What is asked ▸ Reproduce the data below in full, substituting "Goal" for every occurrence of "Objective" and leaving all other text unchanged.

Records supplied ▸
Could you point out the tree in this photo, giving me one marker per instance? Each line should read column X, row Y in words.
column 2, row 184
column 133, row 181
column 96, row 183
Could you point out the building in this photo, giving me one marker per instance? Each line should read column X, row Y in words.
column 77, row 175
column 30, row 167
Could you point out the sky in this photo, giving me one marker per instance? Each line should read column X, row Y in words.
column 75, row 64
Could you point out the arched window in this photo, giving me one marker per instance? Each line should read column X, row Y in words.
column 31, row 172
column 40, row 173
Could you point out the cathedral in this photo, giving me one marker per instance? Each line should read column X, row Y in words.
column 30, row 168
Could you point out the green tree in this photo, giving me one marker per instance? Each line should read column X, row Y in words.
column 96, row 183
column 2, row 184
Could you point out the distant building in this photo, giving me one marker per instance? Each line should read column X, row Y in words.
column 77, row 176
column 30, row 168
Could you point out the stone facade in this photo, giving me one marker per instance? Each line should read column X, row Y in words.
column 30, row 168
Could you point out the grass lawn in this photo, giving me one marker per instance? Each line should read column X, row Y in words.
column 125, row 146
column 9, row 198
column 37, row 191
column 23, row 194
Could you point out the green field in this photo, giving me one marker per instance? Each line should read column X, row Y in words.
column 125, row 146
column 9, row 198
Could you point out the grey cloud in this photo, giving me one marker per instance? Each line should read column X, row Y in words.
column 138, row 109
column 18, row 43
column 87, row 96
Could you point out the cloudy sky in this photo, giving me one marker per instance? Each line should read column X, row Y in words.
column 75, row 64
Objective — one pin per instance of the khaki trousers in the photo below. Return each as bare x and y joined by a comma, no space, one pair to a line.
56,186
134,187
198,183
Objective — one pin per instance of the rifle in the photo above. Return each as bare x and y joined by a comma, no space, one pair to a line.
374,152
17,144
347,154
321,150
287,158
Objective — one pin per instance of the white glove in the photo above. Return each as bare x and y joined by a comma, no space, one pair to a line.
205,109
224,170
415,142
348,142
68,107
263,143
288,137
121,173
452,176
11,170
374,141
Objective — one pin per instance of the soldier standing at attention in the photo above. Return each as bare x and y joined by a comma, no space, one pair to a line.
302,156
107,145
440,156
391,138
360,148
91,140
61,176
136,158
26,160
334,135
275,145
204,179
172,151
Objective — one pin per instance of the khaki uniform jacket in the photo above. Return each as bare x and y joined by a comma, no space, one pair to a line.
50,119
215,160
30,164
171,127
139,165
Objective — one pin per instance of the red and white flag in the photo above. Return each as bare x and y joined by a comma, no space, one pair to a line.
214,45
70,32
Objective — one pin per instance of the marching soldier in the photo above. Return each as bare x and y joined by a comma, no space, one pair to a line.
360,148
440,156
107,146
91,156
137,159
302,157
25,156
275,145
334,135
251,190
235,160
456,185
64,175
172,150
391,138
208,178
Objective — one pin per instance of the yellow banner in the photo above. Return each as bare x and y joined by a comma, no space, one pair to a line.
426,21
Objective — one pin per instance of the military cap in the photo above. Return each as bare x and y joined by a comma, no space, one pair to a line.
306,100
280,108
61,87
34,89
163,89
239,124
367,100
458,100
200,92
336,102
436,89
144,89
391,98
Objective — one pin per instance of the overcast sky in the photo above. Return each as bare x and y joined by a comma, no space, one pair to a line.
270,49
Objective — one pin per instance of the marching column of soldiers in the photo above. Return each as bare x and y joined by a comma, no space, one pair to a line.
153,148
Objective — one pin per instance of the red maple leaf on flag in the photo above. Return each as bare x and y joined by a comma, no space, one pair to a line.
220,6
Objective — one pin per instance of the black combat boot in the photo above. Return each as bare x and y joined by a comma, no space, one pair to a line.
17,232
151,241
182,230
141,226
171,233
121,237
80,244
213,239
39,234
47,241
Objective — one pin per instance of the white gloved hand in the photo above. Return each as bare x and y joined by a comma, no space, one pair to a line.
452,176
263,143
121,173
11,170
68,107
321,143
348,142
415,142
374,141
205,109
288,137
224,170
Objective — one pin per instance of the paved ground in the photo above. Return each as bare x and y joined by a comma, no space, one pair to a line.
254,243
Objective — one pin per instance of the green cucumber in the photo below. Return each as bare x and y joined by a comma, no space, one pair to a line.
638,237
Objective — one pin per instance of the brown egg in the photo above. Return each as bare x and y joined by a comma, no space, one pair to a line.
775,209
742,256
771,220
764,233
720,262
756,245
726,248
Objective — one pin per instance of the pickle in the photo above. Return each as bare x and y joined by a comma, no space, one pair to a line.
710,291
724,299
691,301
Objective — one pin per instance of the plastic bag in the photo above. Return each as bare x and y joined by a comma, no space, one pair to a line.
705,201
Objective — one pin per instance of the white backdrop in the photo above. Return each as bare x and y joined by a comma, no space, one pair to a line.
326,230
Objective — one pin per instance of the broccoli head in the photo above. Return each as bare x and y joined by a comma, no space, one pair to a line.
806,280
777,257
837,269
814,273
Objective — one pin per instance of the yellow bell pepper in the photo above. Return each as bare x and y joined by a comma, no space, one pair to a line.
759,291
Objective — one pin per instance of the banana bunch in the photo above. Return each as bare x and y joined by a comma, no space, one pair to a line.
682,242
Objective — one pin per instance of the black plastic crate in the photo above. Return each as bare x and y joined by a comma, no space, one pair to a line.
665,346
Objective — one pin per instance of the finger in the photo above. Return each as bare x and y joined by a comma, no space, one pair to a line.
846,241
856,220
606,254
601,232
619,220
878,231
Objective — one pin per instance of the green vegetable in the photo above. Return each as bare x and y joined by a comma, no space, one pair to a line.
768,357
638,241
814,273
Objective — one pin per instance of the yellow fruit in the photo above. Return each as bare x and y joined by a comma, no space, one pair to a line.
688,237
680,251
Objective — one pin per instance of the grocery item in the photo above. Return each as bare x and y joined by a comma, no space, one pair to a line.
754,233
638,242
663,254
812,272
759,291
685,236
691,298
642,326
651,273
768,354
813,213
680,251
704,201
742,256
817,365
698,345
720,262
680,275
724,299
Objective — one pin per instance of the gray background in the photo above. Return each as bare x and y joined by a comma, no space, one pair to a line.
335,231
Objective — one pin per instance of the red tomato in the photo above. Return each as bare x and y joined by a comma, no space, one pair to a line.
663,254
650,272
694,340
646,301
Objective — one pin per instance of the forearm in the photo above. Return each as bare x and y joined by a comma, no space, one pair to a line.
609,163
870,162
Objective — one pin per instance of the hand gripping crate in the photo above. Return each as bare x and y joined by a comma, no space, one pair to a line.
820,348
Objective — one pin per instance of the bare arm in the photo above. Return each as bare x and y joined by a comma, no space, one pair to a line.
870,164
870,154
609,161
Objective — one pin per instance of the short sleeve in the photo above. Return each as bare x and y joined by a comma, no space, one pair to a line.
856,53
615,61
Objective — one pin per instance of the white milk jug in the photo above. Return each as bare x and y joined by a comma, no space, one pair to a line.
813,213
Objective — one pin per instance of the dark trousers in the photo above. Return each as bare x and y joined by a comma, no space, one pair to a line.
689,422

The completed task ▸
Could you point out the tree in this photo, giving me one marker per instance? Each line should read column X, row Y in words.
column 2, row 184
column 133, row 181
column 96, row 183
Could you point out the building in this photo, giving me one marker per instance? Each line should read column X, row Y in words.
column 77, row 175
column 30, row 167
Could you point out the sky in this photo, giving me one marker per instance? Each line should read column X, row Y in words.
column 75, row 64
Could you point out the arched window in this photo, giving me one marker per instance? Each line should read column X, row Y in words.
column 31, row 172
column 40, row 173
Could you point out the cathedral in this photo, giving me one marker per instance? Each line should read column X, row Y in words.
column 30, row 168
Could you point out the green tree in this photo, giving me one marker per instance? Each line should read column X, row Y in words.
column 96, row 183
column 2, row 184
Could you point out the distant building in this photo, giving me one marker per instance? Each line should read column X, row Y in words.
column 77, row 176
column 30, row 168
Could you point out the stone facade in this photo, giving me one marker per instance? Each line should read column X, row Y in words.
column 30, row 168
Could you point out the grass lawn in this photo, giving me one marker per instance? Each line should read column X, row Y in words.
column 125, row 146
column 9, row 198
column 37, row 191
column 23, row 194
Could you point out the green field in this photo, giving me one marker per instance? Each line should read column X, row Y in words.
column 125, row 146
column 9, row 198
Could you point out the grey cloud in this photo, giving me one marker per instance? Each line should read column X, row Y in words.
column 138, row 109
column 18, row 43
column 87, row 96
Could you point out the cloudy sky in this photo, giving me one marker per instance? Each line should read column X, row Y in words.
column 75, row 64
Goal — one pin per instance of the khaki trousers in the photo below. Return each as bare x and y joined by a comma, no space, one pair to a line.
56,186
134,187
198,183
Goal — one pin per instance of the rifle in the photo above. Return each as bare x and y joined by a comma, no space, one pair to a line.
374,152
17,144
347,154
321,150
287,158
Goal — one pin per instance of the white glove in the photo above. Return each as bare x and y joined by a comma, no space, one pair to a line.
205,109
224,170
415,142
348,142
68,107
263,143
288,137
121,173
452,176
11,170
374,141
Goal — one pin per instance of the soldier standing at attention in the photo above. Return each as bare x and y joined by a comma, no space, one pair to a line.
302,156
107,145
440,156
391,138
360,148
91,140
61,176
136,158
26,160
334,135
275,145
204,179
172,151
Goal — one pin per instance of the khaki uniform jacket in the photo above. Return each as bare x and y joined by a comma, no space, one pair to a line.
50,119
215,160
30,164
171,127
139,165
Goal — one pin per instance of the red and white flag in the photo above. Return each as bare x and y joined by a comma, no space, one pair to a line.
214,45
70,32
Goal — one pin per instance of the marching soldier in the photo above. Return each as bare x and y joined by a comma, no space, one pair to a line.
360,148
440,156
107,146
91,156
137,159
302,157
25,156
275,145
334,135
251,190
235,160
456,185
64,175
172,150
391,138
208,178
Goal — one pin per instance of the yellow banner in the photo above. Return each as bare x and y joined by a comma, no space, one pair to a line.
426,21
Goal — one pin per instance of the military cap in the photo above. Return each as bare x and y joined by a comma, no space, one pair to a line.
306,100
280,108
61,87
34,89
163,89
239,124
367,100
458,100
200,92
336,102
436,89
144,89
391,98
Goal — one pin per instance of the overcast sky in the photo above. Return each as bare x and y joined by a comma, no space, one pair to a line.
270,49
Goal — one pin per instance of the marching column of soldiers in the photo above. Return each as bare x and y joined by a comma, no space, one pair to a line.
153,148
Goal — one pin per instance of the red maple leaf on flag in the photo above. Return each as bare x and y joined by a comma, no space, one pair to a line.
220,6
Goal — one pin per instance of the black combat boot in the photo above. Return each as bare x and y joined by a comma, no space, one pair to a line.
17,232
151,241
182,230
141,226
171,233
121,237
80,244
213,239
39,234
47,241
Goal — one pin per instance of the white gloved hand in the photo above. Return each as bare x and y joined by a comma, no space, one pair to a line.
452,176
263,143
121,173
11,170
68,107
321,143
348,142
415,142
374,141
205,109
288,137
224,170
Goal — one pin per instance of the paved ground in the photo above. Return each as bare x and y joined by a comma, no space, one pair to a line.
254,243
Goal — one pin per instance of the green cucumber in the photo below. Return each as bare x and y joined by a comma, no space, one pair to a line.
638,237
Goal — one pin per instance of the brown egg in the photo above. Return each as bare x and y joined by a comma, no space, one pair to a line.
775,209
742,256
771,220
764,233
720,262
756,245
726,248
Goal — one pin per instance of the pickle in the photo above. Return each as bare x and y joined by a comma, no space, one pair to a line.
710,291
724,299
691,301
Goal — one pin per instance of the plastic bag in the photo above. Return each as bare x and y joined by a comma, no space, one pair to a line.
705,201
Goal — one pin per instance of the white backdrop in the photo above. Return each as bare x and y joined by a comma, no space, one pair to a line.
326,230
Goal — one pin per instance of the broccoli head in the photo above. Return each as bare x and y joined by a comma, no space, one pair to a line.
806,280
777,257
837,269
814,273
Goal — one pin per instance of the yellow bell pepper in the photo above. Return each as bare x and y joined by a comma, no space, one pair to a line.
759,291
Goal — one pin per instance of the banana bunch in the photo above. Return each as bare x and y joined by a comma, no space, one pair to a line.
682,242
Goal — one pin per instance of the black plastic crate in the photo above. Return each as bare x and y joined by a comma, no space, one pair to a line.
665,346
Goal — one pin per instance of the finger in the photo above. Return each as bare x and y joined by a comma, no space, one pair to a line.
846,241
856,220
606,254
601,232
619,220
878,231
Goal — one pin per instance of the green vegetable in the photo above. Return each as bare x and y joined by a comma, no space, one pair to a line.
768,357
638,241
814,273
Goal — one pin per instance of the yellow fruit in the photo above. Return each as bare x and y joined by a comma, no space, one pair to a line.
688,237
680,251
Goal — one pin per instance of the grocery item in the photo above. Return each as bare x and y joined by a comma, no space, one pair to a line.
754,233
638,242
663,254
812,272
759,291
685,236
691,298
642,326
651,273
768,354
813,213
680,251
704,201
742,256
817,365
698,345
720,262
680,275
724,299
Goal — one pin per instance of the gray background in the photo above. Return each as bare x and y joined by a comma, no space, one pair to a line.
335,231
Goal — one pin per instance of the red tomato in the photo above. Return each as bare x and y joined by a comma, no space, one pair to a line.
663,254
650,272
694,340
646,301
Goal — one pin per instance of the forearm in the photo above. Return each as bare x and y joined by a comma, no space, one pair to a line.
609,163
870,162
Goal — one pin per instance of the hand gripping crate in the photo above. Return each as bare x and y joined by a comma, no space, one pair to a line.
820,348
Goal — one pin per instance of the bare arm in the photo above. Return each as bare x and y joined by a comma, no space, one pair to a line.
870,164
870,154
609,161
Goal — one pin per instance of the short sleeve in the photo above. Return each as bare x and y joined by a comma, no space, one pair to a line.
856,53
615,61
Goal — one pin per instance of the white milk jug in the photo above. Return each as bare x and y joined by a comma, no space, one pair to a line.
813,213
Goal — one pin per instance of the dark trousers in the photo above. Return each as bare x and y joined by a comma, no space, one pair to a line.
689,422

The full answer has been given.